_Requisitos do exercício_:
1 > Responda com base no texto sobre R/E e saúde mental:
(a) Como as pessoas sem crenças de R/E vivenciavam as situações de vulnerabilidade decorrentes do adoecimento?
(b) Que profissionais Cunha e Scorsolini-Comin (2019a) dão como exemplo de quem atua na área de saúde emocional?
(c) A que o texto atribui a falha na formação dos psicólogos?
2 > Reescreva o trecho do texto sobre R/E e saúde mental que vai de "Estudos têm associado" até "tipo de abordagem.", trocando "psicólogos" por "terapeutas".

_Texto do exercício_:
┄┄┄┄┄┄
Estudos têm associado a R/E à saúde mental, demonstrando uma relação positiva entre maior disponibilidade de recursos para enfrentamento de situações estressantes e ter uma R/E. Em contrapartida, aqueles que não possuíam crenças de R/E vivenciavam de forma mais negativa e emocionalmente adoecedoras as situações de vulnerabilidade decorrentes do adoecimento (Koenig, 2012). Tendo em vista a relação entre R/E e saúde mental, Cunha e Scorsolini-Comin (2019a) pontuam a respeito da relevância de profissionais que atuam na área de saúde emocional, como os psicólogos, em inserirem fatores relacionados à compreensão e acolhimento sobre a R/E de seus pacientes em contexto clínico, além dos profissionais se prepararem mais para esse tipo de abordagem.

Existe uma falha na formação dos psicólogos que, em sua maioria, não recebem uma preparação adequada para lidar com a R/E dos pacientes/clientes. Isso ocorre pela ausência de reconhecimento dos psicólogos quanto às práticas espirituais como parte integrante de indivíduo e de sua ontologia própria. Outro dado é a dificuldade dos psicólogos em se perceberem também dentro dessa caracterização de pessoa que possui crenças próprias a respeito da R/E. A percepção da própria subjetividade do psicólogo faz-se relevante no estudo da espiritualidade para possibilitar o rompimento das separações preconizadas pelo projeto moderno de ciência que intensifica a ruptura entre seus estudos e o campo da R/E (Neubern, 2013).
┄┄┄┄┄┄
_Dados em estudo_:
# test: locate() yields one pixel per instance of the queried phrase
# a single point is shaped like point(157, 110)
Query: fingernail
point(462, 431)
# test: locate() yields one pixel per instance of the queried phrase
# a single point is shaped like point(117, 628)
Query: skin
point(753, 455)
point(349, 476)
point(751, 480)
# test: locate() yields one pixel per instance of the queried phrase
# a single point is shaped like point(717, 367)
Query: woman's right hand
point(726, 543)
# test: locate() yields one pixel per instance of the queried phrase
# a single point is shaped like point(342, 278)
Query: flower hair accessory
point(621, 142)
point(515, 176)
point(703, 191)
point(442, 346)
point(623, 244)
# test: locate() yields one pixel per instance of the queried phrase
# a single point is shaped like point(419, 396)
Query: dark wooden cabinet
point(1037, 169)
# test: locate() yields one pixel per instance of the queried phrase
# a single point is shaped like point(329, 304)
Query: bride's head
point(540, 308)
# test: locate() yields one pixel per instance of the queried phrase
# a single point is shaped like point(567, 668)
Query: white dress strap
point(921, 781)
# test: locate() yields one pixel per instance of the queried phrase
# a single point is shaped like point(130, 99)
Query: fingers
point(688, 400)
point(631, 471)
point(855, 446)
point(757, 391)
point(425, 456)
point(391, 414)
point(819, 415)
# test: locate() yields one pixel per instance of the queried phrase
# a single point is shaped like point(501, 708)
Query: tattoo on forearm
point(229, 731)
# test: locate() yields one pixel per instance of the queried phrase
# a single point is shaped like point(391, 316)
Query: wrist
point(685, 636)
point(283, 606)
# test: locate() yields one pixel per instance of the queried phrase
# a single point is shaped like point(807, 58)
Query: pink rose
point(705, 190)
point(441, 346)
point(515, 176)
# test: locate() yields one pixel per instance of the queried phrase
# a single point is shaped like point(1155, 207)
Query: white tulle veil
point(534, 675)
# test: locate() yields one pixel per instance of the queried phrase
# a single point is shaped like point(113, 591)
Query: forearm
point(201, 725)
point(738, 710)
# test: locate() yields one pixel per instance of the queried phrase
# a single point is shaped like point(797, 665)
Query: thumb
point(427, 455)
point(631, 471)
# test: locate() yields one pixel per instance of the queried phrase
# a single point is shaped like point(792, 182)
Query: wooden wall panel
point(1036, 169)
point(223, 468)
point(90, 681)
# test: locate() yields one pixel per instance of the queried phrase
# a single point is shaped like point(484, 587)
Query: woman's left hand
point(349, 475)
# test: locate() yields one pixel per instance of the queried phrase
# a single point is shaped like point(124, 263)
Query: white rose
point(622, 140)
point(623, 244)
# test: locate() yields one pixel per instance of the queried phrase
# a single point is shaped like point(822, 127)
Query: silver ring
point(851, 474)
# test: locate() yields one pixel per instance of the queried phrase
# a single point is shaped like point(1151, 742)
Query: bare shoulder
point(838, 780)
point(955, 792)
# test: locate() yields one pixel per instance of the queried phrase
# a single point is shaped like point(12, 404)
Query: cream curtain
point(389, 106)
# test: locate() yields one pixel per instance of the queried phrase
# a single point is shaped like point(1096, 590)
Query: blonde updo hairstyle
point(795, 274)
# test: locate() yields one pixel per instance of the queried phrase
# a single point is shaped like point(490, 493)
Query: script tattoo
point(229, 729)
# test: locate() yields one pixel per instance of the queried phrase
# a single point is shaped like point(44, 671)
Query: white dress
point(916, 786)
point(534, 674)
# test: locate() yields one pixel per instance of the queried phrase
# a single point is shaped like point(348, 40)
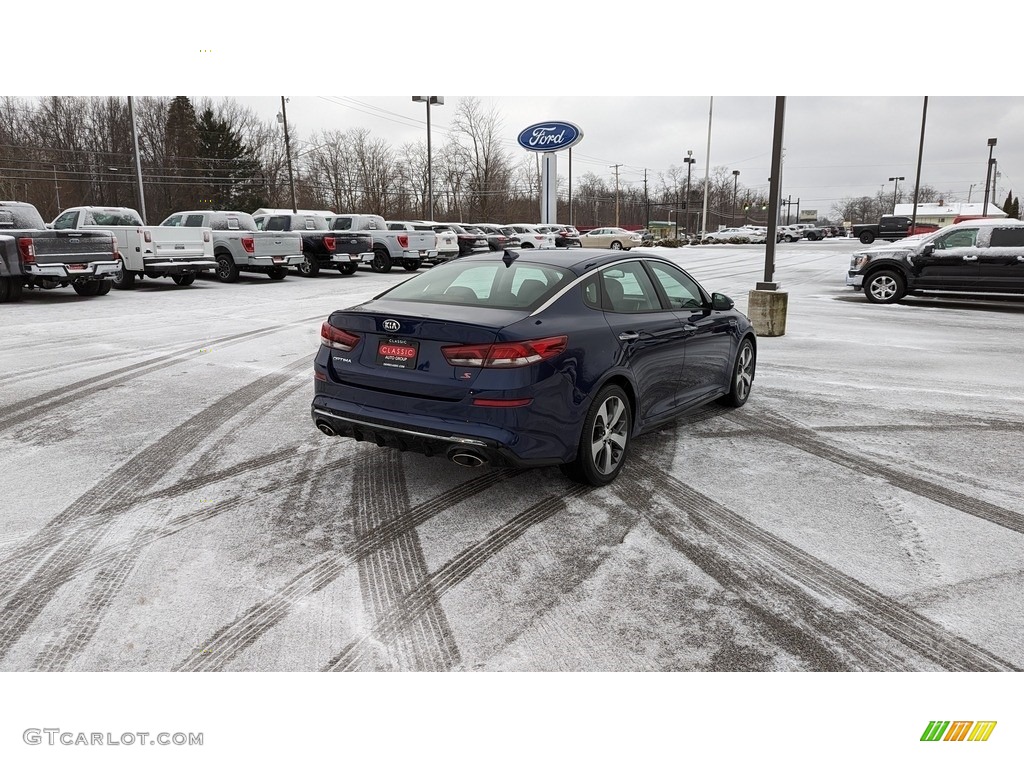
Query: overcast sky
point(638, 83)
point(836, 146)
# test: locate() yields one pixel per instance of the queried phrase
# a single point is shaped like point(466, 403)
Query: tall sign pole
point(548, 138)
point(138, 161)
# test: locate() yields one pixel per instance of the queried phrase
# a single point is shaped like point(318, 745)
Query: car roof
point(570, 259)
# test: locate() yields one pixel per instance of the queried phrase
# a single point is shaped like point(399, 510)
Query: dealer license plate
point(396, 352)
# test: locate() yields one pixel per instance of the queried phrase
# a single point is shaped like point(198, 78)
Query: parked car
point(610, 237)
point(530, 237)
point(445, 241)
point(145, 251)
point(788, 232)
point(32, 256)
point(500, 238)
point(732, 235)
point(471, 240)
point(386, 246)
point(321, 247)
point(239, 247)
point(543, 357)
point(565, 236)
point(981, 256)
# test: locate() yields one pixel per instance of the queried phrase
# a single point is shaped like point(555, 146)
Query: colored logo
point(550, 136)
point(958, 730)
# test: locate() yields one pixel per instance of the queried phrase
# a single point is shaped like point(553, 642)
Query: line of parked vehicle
┄┄┄┄┄┄
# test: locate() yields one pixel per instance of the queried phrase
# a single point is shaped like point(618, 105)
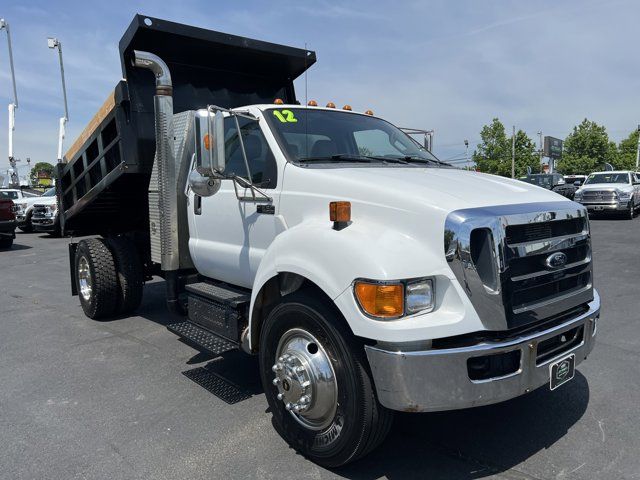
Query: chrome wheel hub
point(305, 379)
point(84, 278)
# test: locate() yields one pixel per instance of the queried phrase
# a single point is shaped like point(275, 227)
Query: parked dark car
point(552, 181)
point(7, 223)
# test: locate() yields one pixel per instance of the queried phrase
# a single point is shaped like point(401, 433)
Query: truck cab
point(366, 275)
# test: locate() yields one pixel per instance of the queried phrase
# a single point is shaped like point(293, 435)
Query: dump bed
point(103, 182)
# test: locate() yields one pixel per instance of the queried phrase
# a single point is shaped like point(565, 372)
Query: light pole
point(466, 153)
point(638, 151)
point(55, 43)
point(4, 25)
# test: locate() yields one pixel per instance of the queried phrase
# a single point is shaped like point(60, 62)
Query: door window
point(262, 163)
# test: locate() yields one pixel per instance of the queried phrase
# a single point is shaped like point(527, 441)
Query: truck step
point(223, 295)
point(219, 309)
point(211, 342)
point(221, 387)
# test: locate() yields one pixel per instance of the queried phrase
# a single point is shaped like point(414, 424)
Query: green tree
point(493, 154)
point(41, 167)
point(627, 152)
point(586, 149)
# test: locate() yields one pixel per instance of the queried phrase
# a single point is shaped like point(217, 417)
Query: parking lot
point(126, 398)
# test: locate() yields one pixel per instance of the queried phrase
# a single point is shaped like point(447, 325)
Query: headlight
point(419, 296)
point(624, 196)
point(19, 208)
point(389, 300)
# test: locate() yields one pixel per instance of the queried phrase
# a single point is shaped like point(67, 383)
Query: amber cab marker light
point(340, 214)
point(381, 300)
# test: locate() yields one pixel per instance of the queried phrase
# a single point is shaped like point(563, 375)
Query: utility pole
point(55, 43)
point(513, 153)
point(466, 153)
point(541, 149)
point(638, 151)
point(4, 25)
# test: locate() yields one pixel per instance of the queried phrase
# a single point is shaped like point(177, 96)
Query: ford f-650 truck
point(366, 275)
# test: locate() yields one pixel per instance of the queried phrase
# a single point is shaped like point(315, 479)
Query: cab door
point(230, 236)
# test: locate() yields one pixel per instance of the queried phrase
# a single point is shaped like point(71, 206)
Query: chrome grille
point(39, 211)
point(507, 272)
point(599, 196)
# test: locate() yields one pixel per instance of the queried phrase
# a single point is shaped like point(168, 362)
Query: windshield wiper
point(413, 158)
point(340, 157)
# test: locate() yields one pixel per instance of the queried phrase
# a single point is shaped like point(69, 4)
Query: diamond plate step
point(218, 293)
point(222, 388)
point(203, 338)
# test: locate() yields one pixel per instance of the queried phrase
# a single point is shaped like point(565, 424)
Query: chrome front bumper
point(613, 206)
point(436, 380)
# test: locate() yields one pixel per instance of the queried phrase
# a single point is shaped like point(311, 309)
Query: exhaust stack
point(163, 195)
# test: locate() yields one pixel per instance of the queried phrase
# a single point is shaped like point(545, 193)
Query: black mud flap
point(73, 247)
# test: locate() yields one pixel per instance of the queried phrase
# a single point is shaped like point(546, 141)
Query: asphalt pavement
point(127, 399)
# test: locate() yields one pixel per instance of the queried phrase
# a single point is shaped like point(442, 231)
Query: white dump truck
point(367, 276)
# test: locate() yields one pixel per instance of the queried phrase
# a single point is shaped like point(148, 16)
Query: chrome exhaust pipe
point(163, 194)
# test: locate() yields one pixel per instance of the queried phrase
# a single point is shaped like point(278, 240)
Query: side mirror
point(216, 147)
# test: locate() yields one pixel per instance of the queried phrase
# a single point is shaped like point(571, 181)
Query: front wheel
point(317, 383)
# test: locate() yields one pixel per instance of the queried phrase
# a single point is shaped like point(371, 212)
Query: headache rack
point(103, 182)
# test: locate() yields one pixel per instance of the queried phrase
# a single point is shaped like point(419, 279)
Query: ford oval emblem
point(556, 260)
┄┄┄┄┄┄
_Respostas do exercício_:
1 >
(a) De forma mais negativa e emocionalmente adoecedora.
(b) Os psicólogos.
(c) À ausência de reconhecimento, pelos psicólogos, das práticas espirituais como parte integrante do indivíduo e de sua ontologia própria.

2 >
Estudos têm associado a R/E à saúde mental, demonstrando uma relação positiva entre maior disponibilidade de recursos para enfrentamento de situações estressantes e ter uma R/E. Em contrapartida, aqueles que não possuíam crenças de R/E vivenciavam de forma mais negativa e emocionalmente adoecedoras as situações de vulnerabilidade decorrentes do adoecimento (Koenig, 2012). Tendo em vista a relação entre R/E e saúde mental, Cunha e Scorsolini-Comin (2019a) pontuam a respeito da relevância de profissionais que atuam na área de saúde emocional, como os terapeutas, em inserirem fatores relacionados à compreensão e acolhimento sobre a R/E de seus pacientes em contexto clínico, além dos profissionais se prepararem mais para esse tipo de abordagem.